=== 摘录 ===

You are viewing a plain text version of this content. The canonical link for it is here.
Posted to user-zh@flink.apache.org by "casel.chen" <ca...@126.com> on 2021/08/11 09:06:31 UTC
flink sql聚合后collect收集数据问题
源表三个字段 name, color, ts
按时间窗口聚合后想根据name group by取colors数组
create table source_table (
name STRING,
color STRING,
ts TIMESTAMP,
WATERMARK ts for ts
)
create table sink_table (
name STRING,
colors ARRAY<STRING>
)
1. 请问这个select语句要怎么写?
select name, collect(color) as colors from source_table group by tumble(ts, interval '5' seconds)
这里collect(color)返回的是multiset类型,怎样转成Array类型呢?
2. 如果array元素很多,我只想取其中N个,该怎么写flink sql?
3, 若取出现次数最多的前N个,又该怎么写flink sql?
select name, collect(color) as colors from (
select name, color from (
select *, ROW_NUMBER() OVER (PARTITION BY name ORDER BY color_cnt desc) AS row_num from (
select name, color, count(*) as color_cnt group by name, color, tumble(ts, interval '5' seconds)
)
) where row_num < 5
);
是这样写么?
Re: flink sql聚合后collect收集数据问题
Posted by Caizhi Weng <ts...@gmail.com>.
Hi!
1 & 2. multiset 不能转成 array。可以考虑使用 listagg + split_index + limit
语句达成需要的效果。当然更方便的还是写一个 UDF。

===

● **任务要求**
**A)** 请原样复述这段关于 Flink SQL 聚合后收集数据的讨论中从“create table sink_table”到“by tumble(ts, interval '5' seconds)”的文字。
**B)** 请从这段关于 Flink SQL 聚合后收集数据的讨论的最后一句之后接着续写。

=== 显示信息 ===

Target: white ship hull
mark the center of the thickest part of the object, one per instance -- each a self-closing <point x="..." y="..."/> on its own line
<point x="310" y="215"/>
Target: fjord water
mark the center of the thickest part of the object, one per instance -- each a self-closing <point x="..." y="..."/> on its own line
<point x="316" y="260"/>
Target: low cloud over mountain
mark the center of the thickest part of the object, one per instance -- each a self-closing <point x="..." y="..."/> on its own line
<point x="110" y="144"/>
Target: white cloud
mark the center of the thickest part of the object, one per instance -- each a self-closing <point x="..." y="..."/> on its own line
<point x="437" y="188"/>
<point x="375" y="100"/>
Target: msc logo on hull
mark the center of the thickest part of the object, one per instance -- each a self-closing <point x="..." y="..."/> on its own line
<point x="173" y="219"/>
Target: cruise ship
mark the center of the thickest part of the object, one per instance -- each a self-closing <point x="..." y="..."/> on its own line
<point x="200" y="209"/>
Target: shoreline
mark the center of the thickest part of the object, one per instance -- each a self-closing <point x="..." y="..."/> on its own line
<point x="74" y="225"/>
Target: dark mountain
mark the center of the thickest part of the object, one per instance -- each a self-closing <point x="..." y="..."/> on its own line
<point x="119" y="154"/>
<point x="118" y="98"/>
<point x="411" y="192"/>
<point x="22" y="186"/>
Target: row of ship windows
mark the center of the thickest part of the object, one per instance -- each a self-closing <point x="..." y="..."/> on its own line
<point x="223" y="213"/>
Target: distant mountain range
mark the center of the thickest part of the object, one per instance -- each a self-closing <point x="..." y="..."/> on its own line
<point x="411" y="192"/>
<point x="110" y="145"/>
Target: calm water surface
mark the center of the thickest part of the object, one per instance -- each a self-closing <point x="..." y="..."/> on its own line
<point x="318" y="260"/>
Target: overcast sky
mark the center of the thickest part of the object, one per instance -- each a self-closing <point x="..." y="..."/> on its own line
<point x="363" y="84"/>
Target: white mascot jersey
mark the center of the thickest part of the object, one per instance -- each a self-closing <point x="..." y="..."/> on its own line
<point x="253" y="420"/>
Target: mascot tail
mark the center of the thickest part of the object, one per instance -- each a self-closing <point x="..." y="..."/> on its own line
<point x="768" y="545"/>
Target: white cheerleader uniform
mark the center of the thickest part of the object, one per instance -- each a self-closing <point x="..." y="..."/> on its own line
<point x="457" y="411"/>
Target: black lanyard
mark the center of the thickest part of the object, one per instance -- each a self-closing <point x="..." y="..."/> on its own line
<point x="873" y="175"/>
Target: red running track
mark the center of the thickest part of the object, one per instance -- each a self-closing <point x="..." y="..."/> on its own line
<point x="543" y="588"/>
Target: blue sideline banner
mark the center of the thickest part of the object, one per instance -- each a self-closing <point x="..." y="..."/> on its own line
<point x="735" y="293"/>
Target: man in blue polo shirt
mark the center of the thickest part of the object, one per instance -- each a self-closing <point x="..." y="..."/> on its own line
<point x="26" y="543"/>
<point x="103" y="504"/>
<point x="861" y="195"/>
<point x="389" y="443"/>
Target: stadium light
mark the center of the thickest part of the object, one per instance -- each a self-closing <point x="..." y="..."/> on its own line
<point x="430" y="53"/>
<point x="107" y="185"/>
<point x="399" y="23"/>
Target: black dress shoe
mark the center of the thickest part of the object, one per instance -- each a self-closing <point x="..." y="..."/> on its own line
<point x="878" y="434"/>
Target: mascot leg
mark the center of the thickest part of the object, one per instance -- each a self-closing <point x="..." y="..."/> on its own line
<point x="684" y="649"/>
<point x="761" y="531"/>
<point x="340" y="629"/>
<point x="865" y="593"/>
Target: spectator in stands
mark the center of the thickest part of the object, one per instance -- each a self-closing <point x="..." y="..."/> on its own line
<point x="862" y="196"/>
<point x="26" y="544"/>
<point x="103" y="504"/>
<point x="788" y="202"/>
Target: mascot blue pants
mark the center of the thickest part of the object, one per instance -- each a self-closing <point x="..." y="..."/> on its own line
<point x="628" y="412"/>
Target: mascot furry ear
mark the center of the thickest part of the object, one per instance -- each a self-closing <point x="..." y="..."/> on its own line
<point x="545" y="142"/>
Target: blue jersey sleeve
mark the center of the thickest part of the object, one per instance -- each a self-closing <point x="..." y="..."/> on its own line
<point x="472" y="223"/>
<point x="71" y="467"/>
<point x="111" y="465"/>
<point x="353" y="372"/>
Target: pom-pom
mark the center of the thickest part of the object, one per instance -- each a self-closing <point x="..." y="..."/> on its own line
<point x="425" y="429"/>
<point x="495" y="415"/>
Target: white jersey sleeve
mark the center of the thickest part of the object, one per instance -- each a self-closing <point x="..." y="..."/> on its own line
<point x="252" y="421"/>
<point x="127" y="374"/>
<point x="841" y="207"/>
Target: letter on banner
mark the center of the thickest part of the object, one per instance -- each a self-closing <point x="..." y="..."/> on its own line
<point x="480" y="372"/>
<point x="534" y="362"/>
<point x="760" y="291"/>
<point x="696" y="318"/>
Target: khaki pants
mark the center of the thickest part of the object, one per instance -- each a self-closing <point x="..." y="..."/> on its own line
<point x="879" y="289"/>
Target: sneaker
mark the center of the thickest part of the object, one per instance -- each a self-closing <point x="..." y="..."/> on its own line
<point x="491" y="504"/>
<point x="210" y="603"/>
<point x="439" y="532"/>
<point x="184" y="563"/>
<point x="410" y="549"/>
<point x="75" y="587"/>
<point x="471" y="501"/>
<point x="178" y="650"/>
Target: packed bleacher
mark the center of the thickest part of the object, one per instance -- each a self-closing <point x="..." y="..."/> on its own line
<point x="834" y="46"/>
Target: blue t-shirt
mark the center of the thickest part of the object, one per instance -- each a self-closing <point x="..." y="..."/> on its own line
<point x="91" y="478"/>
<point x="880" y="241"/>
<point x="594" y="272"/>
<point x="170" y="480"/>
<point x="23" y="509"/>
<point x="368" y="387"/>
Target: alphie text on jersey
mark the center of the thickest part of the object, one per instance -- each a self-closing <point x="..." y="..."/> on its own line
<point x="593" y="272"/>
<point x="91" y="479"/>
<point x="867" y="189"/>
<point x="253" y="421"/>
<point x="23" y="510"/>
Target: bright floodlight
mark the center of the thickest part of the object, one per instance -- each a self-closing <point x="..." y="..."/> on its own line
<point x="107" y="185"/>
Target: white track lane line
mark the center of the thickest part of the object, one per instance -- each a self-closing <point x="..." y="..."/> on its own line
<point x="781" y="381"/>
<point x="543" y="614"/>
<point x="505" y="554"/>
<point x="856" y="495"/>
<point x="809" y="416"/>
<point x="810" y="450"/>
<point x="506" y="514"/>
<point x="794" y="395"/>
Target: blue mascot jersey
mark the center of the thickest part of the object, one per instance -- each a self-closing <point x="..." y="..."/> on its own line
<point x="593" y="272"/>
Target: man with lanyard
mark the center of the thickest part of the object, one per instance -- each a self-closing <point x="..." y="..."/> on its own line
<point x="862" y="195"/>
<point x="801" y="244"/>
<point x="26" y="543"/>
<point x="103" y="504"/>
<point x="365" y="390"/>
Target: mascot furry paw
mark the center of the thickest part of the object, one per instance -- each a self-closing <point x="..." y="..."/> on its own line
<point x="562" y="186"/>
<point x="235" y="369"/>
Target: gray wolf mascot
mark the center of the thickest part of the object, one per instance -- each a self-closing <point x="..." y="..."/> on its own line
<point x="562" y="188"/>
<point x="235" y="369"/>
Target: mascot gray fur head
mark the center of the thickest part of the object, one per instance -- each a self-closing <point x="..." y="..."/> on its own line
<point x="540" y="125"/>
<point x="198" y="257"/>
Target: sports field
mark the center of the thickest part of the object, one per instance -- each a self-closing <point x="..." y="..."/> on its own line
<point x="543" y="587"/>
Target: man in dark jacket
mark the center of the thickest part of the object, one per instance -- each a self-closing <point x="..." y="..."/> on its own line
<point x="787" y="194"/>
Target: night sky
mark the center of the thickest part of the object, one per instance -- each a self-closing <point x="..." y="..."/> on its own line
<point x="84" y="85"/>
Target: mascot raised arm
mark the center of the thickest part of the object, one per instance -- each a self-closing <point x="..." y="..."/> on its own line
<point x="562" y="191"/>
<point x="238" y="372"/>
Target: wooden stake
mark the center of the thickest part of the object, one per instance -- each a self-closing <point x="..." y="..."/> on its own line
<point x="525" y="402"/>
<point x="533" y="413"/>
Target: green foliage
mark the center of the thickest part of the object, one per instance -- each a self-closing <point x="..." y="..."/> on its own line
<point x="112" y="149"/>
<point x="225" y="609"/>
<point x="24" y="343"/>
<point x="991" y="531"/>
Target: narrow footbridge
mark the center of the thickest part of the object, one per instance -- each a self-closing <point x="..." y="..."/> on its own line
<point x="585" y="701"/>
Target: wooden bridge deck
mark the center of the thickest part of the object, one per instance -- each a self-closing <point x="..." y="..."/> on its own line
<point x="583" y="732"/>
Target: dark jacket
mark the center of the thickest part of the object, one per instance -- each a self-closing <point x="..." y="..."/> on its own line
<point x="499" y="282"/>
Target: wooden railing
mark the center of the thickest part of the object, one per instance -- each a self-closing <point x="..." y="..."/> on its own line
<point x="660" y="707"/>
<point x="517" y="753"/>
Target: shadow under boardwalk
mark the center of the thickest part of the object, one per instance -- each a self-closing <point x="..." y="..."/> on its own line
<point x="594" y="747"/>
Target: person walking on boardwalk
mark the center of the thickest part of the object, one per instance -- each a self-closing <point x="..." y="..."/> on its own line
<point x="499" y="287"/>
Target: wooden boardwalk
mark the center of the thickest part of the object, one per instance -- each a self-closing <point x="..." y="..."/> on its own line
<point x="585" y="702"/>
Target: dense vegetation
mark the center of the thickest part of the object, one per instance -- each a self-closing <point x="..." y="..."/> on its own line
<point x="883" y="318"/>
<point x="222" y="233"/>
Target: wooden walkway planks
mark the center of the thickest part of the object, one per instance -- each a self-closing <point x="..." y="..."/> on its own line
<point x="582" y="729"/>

===

● **各题答案**
**A)**
create table sink_table (
name STRING,
colors ARRAY<STRING>
)
1. 请问这个select语句要怎么写?
select name, collect(color) as colors from source_table group by tumble(ts, interval '5' seconds)

**B)**
3. window top-n 可以使用 1.13 新引入的 window tvf:
https://ci.apache.org/projects/flink/flink-docs-release-1.13/zh/docs/dev/table/sql/queries/window-topn/
casel.chen <ca...@126.com> 于2021年8月11日周三 下午5:06写道:
> 源表三个字段 name, color, ts
> 按时间窗口聚合后想根据name group by取colors数组
>
>
> create table source_table (
> name STRING,
> color STRING,
> ts TIMESTAMP,
> WATERMARK ts for ts
> )
>
>
> create table sink_table (
> name STRING,
> colors ARRAY<STRING>
> )
>
>
> 1. 请问这个select语句要怎么写?
> select name, collect(color) as colors from source_table group by
> tumble(ts, interval '5' seconds)
> 这里collect(color)返回的是multiset类型,怎样转成Array类型呢?
>
>
> 2. 如果array元素很多,我只想取其中N个,该怎么写flink sql?
>
> 3, 若取出现次数最多的前N个,又该怎么写flink sql?
> select name, collect(color) as colors from (
> select name, color from (
> select *, ROW_NUMBER() OVER (PARTITION BY name ORDER BY color_cnt desc)
> AS row_num from (
> select name, color, count(*) as color_cnt group by name, color, tumble(ts,
> interval '5' seconds)
> )
> ) where row_num < 5
> );
> 是这样写么?